*PROBLEM TO SOLVE*. Write out exactly the lines below that run from the line containing "If you could tag the woman" through the last line of the records.

*ENTRIES SUPPLIED*.
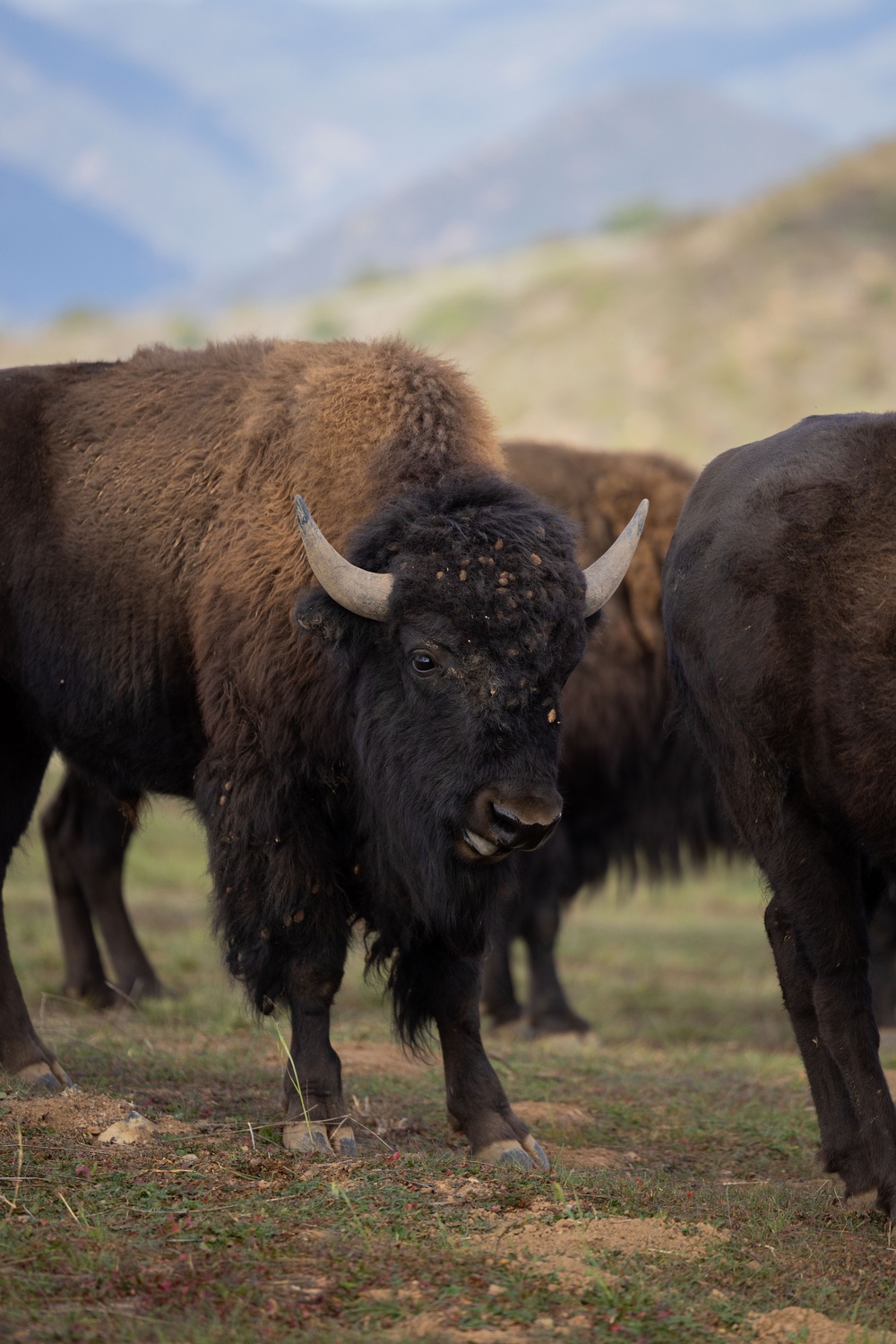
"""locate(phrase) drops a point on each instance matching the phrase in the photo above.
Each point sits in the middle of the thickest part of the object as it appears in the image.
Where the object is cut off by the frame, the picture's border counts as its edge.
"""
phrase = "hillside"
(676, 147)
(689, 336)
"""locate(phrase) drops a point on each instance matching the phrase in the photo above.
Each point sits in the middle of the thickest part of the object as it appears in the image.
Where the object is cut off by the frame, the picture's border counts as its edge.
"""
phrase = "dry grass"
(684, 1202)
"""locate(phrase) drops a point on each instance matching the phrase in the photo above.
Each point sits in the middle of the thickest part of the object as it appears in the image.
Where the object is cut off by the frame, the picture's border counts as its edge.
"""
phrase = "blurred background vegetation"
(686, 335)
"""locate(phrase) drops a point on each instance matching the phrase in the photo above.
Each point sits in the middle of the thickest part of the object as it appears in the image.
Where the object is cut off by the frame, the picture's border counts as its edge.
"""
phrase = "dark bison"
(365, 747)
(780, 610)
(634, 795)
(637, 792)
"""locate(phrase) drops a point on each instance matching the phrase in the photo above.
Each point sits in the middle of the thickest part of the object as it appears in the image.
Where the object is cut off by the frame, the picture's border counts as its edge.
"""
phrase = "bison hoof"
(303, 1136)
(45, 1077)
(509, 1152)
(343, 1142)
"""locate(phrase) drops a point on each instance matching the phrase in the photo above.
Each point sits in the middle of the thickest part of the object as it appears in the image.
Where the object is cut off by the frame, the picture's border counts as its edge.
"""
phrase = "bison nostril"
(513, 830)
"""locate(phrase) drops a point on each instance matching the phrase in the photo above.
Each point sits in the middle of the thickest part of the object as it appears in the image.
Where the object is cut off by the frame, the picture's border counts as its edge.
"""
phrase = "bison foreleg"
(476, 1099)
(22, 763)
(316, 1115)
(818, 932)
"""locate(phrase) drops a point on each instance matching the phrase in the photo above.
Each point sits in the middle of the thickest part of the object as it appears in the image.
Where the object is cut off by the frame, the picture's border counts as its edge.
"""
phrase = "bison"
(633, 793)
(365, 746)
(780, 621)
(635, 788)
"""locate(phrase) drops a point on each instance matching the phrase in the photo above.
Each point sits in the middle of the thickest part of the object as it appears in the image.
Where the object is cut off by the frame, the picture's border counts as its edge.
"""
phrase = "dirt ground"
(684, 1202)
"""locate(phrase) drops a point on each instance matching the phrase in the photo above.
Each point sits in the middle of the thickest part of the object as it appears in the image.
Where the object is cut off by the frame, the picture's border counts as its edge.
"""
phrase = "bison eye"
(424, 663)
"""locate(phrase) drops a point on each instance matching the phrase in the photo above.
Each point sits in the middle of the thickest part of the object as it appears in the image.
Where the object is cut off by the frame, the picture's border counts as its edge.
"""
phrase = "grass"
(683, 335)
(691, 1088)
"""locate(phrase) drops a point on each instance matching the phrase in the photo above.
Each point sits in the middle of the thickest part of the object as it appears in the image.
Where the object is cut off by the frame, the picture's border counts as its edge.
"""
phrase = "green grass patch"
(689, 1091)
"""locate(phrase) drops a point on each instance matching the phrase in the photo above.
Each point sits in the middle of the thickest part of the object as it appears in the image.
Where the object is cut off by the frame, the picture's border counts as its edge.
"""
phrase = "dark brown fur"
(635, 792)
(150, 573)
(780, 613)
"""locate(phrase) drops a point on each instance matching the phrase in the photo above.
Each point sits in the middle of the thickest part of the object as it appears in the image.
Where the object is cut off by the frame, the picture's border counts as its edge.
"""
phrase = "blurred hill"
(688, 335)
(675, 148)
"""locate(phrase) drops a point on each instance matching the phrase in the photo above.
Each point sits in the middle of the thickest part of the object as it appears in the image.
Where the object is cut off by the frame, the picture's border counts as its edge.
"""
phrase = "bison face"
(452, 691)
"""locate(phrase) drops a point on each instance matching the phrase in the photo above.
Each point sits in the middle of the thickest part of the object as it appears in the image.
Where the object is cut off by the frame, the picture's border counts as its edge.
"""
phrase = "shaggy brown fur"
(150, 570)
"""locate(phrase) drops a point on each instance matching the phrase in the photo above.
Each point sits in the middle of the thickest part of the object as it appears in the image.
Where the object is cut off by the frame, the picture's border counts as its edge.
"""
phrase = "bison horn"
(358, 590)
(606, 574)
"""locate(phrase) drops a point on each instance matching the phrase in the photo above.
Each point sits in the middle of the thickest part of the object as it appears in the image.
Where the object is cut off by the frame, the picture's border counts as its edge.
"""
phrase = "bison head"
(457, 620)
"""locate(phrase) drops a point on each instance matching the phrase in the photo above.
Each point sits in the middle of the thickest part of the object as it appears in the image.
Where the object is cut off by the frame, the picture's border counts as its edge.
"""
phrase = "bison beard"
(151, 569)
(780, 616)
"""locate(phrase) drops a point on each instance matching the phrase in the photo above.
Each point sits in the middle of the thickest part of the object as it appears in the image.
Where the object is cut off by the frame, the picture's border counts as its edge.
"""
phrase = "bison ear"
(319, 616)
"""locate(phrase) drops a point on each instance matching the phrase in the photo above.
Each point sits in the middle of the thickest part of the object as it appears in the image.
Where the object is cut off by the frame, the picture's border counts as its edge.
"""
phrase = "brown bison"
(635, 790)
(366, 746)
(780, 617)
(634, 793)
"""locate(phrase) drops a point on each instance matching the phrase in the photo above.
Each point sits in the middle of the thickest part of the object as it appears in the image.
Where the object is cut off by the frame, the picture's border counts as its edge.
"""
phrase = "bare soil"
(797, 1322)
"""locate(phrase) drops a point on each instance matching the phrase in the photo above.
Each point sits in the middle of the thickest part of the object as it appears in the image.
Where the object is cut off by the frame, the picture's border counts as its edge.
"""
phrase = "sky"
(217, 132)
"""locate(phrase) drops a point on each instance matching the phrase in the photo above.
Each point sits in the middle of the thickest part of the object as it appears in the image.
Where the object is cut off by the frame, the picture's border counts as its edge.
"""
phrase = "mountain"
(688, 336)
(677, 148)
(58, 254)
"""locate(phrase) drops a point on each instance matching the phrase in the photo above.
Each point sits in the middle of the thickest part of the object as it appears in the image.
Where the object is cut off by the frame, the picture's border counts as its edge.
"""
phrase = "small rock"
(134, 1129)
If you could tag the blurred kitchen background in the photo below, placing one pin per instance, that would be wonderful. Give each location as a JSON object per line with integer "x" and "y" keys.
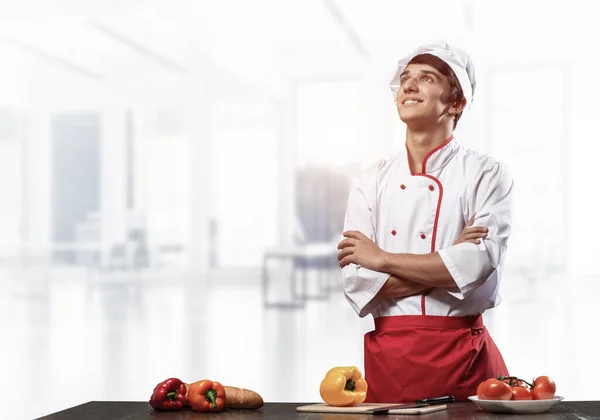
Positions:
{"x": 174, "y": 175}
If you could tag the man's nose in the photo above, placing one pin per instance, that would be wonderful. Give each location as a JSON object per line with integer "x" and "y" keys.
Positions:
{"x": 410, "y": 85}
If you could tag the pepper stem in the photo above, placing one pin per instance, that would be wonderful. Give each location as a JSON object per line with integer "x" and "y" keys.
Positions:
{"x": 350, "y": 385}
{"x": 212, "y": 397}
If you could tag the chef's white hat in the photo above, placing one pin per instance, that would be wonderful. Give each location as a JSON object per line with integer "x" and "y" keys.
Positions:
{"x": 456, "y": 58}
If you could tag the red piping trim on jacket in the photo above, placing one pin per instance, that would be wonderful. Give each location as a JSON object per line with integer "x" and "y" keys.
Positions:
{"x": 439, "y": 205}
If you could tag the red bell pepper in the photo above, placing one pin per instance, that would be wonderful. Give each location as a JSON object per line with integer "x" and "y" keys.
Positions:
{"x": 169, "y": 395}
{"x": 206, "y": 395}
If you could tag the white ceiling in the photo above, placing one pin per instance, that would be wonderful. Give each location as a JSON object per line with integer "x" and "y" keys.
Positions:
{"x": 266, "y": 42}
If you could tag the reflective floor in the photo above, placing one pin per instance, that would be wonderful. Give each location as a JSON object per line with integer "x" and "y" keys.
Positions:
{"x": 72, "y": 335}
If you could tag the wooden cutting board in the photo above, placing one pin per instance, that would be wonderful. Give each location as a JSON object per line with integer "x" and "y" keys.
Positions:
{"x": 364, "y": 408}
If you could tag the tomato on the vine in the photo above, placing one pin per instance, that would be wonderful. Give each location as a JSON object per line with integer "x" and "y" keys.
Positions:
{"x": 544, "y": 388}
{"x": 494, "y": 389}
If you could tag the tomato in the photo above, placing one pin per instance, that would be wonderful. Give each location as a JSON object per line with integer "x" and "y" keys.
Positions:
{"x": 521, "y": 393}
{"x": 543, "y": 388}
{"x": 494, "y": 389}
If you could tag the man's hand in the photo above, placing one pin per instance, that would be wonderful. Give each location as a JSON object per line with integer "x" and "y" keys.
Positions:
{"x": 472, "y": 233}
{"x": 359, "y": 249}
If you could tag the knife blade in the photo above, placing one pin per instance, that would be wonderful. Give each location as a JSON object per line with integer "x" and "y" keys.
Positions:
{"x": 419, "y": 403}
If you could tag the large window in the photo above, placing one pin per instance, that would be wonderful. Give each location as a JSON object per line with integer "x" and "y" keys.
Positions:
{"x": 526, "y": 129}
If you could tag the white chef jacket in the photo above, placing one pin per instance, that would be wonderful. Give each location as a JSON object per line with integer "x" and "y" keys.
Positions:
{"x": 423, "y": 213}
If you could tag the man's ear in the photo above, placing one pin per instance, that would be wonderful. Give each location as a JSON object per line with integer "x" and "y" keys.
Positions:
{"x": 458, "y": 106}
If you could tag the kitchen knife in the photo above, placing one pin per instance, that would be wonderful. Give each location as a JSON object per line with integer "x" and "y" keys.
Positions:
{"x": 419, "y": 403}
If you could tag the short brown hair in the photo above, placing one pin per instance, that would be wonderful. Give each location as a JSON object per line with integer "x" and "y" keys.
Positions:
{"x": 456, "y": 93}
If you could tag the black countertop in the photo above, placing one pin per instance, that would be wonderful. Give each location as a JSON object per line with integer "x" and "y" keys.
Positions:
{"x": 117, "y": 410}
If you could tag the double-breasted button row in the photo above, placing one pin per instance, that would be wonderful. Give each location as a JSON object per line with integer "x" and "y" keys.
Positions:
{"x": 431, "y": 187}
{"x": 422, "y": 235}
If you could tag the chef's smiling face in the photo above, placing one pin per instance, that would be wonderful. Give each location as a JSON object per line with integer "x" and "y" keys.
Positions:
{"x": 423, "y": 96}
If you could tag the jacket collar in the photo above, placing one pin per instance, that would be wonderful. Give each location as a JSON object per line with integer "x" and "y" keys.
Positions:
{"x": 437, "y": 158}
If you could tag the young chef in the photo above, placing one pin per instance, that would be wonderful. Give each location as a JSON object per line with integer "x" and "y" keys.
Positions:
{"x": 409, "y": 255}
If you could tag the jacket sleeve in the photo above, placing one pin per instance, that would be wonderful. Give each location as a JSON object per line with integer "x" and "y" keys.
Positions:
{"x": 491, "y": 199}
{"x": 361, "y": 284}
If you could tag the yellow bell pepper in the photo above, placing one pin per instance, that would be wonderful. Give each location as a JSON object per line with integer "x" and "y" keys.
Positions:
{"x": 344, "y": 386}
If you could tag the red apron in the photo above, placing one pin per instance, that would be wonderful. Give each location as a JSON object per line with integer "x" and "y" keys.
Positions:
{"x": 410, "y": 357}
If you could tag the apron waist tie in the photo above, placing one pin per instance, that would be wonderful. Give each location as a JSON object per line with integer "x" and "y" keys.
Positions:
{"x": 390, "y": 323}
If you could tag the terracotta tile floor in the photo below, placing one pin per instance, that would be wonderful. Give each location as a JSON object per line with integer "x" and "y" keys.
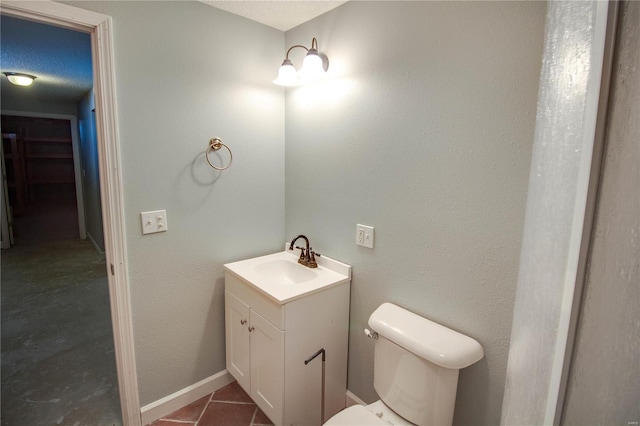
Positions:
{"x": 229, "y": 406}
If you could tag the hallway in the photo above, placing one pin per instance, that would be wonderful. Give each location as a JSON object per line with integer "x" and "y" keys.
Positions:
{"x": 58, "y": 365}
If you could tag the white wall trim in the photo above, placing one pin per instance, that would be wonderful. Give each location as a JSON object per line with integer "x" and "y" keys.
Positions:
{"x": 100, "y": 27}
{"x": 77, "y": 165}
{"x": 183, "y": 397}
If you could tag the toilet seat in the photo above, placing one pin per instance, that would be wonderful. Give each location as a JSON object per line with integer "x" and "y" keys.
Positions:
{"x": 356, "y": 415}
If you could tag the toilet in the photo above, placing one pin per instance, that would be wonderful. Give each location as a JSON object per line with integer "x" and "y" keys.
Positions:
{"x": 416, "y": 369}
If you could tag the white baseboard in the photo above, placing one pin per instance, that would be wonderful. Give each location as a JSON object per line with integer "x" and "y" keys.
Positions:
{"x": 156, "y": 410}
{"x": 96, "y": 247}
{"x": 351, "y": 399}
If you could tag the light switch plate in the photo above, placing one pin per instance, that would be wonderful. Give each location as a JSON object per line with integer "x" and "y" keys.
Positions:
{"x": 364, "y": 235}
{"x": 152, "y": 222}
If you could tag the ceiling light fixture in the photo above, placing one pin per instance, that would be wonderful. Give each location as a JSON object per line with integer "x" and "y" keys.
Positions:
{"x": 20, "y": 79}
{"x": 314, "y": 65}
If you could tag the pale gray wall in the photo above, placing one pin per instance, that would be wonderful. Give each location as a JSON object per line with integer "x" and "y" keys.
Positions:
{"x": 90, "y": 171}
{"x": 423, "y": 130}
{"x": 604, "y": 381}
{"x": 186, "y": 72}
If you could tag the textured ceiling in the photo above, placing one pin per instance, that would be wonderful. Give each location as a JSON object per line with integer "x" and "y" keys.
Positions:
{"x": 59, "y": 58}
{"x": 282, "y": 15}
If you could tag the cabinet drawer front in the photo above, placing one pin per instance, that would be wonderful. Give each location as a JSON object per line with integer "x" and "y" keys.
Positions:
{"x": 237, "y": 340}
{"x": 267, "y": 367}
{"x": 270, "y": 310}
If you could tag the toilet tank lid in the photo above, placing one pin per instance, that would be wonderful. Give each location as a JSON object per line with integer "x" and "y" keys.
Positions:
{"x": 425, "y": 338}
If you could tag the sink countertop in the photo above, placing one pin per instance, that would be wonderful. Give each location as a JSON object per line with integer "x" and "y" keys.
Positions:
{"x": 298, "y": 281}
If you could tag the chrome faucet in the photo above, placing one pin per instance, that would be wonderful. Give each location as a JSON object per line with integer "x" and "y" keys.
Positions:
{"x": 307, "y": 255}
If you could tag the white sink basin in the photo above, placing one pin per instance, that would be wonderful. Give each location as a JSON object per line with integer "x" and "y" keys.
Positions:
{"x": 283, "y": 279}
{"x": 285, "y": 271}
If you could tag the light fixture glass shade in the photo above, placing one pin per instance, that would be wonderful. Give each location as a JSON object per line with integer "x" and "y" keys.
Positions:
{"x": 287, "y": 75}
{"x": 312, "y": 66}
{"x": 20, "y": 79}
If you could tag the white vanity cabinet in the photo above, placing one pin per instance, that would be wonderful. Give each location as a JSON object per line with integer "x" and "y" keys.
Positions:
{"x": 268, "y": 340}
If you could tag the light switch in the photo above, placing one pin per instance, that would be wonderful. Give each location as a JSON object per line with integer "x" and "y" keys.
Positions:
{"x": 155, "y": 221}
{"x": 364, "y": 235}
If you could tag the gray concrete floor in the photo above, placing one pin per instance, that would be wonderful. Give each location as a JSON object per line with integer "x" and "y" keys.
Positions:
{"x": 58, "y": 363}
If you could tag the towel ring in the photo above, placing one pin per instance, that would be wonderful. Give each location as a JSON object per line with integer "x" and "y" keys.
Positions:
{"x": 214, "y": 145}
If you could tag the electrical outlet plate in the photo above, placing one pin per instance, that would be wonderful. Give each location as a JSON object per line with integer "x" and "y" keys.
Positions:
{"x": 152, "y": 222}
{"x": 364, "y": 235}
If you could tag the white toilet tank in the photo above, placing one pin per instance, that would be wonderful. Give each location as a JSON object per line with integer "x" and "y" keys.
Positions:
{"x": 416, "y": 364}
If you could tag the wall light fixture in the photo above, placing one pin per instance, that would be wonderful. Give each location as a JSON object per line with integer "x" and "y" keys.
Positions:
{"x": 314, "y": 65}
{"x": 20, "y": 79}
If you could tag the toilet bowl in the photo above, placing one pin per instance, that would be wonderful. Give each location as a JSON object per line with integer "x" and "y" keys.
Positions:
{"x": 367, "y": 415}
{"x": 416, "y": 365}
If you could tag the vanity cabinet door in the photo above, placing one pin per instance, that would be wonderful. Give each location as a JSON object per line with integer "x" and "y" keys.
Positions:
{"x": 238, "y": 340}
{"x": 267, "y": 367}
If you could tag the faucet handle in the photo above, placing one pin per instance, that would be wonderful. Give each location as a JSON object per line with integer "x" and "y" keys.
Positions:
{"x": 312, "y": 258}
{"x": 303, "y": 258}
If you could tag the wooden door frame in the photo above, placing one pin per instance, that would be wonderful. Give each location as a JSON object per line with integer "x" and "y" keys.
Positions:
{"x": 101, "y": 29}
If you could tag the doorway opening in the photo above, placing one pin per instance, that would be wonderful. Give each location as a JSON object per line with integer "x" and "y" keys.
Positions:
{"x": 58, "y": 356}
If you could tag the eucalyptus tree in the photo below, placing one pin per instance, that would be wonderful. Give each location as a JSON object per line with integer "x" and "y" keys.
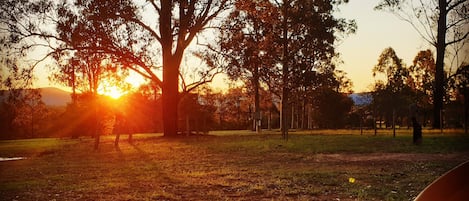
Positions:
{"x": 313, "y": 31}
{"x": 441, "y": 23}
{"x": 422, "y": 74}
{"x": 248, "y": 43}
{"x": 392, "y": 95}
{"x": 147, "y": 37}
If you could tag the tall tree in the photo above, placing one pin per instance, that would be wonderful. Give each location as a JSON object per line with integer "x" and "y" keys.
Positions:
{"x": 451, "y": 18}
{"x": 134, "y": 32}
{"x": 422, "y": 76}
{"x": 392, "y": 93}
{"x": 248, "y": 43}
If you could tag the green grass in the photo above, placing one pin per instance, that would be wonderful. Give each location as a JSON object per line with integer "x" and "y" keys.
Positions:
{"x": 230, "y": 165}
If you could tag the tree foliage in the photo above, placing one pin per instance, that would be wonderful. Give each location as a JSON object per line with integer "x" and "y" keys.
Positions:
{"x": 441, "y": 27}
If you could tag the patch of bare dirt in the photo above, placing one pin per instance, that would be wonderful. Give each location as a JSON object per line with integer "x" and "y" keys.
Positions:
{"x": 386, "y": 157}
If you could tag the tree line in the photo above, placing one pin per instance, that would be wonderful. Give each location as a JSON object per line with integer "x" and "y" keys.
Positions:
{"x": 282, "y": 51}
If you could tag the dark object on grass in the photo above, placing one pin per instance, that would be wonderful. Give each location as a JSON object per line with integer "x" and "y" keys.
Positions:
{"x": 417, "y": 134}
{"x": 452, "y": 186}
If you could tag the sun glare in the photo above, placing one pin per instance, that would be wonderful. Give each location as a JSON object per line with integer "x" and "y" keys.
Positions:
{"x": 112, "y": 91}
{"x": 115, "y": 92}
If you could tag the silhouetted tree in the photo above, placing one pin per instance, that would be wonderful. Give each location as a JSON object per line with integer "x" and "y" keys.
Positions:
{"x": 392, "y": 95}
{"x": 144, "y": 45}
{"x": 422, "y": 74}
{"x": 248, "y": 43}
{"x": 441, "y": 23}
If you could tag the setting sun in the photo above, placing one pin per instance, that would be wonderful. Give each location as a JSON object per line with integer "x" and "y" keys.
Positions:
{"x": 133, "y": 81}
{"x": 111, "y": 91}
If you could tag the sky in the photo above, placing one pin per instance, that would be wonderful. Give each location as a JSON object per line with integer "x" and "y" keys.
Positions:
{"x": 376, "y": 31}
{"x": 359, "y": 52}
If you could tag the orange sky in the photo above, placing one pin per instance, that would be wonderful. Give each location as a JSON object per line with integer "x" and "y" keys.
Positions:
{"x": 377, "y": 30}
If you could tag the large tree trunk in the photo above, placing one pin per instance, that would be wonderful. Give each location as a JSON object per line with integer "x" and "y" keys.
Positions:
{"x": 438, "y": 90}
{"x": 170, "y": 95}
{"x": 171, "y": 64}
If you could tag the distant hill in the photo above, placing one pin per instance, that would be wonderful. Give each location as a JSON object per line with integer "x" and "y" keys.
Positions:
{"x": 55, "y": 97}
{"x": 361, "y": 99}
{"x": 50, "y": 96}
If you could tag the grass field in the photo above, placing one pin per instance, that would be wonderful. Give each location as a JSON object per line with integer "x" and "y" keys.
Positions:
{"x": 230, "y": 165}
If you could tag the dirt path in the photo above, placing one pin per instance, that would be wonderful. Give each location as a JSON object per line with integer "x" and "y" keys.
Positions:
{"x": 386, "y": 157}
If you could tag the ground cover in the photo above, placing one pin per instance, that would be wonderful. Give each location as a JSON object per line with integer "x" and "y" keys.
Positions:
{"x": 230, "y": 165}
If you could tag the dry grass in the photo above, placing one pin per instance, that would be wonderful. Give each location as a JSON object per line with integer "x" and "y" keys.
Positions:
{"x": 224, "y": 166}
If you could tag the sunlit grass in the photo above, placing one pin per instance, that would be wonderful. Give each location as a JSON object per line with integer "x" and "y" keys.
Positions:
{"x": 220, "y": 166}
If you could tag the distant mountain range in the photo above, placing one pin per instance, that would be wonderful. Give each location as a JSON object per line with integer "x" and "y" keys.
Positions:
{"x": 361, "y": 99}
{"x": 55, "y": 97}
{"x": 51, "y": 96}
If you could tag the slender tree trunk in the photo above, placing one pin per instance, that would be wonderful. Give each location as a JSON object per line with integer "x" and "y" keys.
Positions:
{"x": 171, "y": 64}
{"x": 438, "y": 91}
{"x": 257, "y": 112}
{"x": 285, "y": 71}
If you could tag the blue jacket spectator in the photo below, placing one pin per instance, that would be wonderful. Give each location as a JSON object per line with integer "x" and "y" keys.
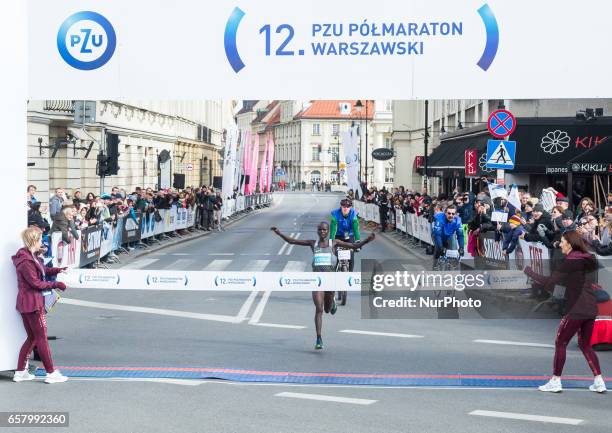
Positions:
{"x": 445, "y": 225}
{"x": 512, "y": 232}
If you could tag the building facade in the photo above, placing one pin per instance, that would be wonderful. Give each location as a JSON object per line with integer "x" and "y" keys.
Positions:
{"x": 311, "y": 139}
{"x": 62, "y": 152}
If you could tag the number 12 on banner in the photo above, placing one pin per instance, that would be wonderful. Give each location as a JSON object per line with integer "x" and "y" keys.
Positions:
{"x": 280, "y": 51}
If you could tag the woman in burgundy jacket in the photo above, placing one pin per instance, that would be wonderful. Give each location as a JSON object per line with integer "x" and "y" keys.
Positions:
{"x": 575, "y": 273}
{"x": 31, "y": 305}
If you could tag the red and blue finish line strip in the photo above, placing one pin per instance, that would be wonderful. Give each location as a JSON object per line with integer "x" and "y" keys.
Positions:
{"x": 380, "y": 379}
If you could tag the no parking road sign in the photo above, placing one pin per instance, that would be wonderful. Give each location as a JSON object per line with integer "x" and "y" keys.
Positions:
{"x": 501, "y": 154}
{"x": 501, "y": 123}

*EXERCISE RESPONSE*.
If you could tag the woman in burgundy jacket in the photo above, placing one pin per instance, that would be wonderful. Give each location as a JSON object per line with integer "x" and "y" keys.
Positions:
{"x": 575, "y": 273}
{"x": 31, "y": 305}
If you could tag the red and blue finish line strip in the photo above, placing one pin per instance, that would be wonderful. Give each location as a JSON object per line with integer "x" and "y" keys.
Positions:
{"x": 380, "y": 379}
If you could tag the no parking road sign in the photo above, placing one pin per instance, that would be wonderful. Give each location as a JSON object per line with integer "x" and "y" keys.
Positions:
{"x": 501, "y": 154}
{"x": 501, "y": 123}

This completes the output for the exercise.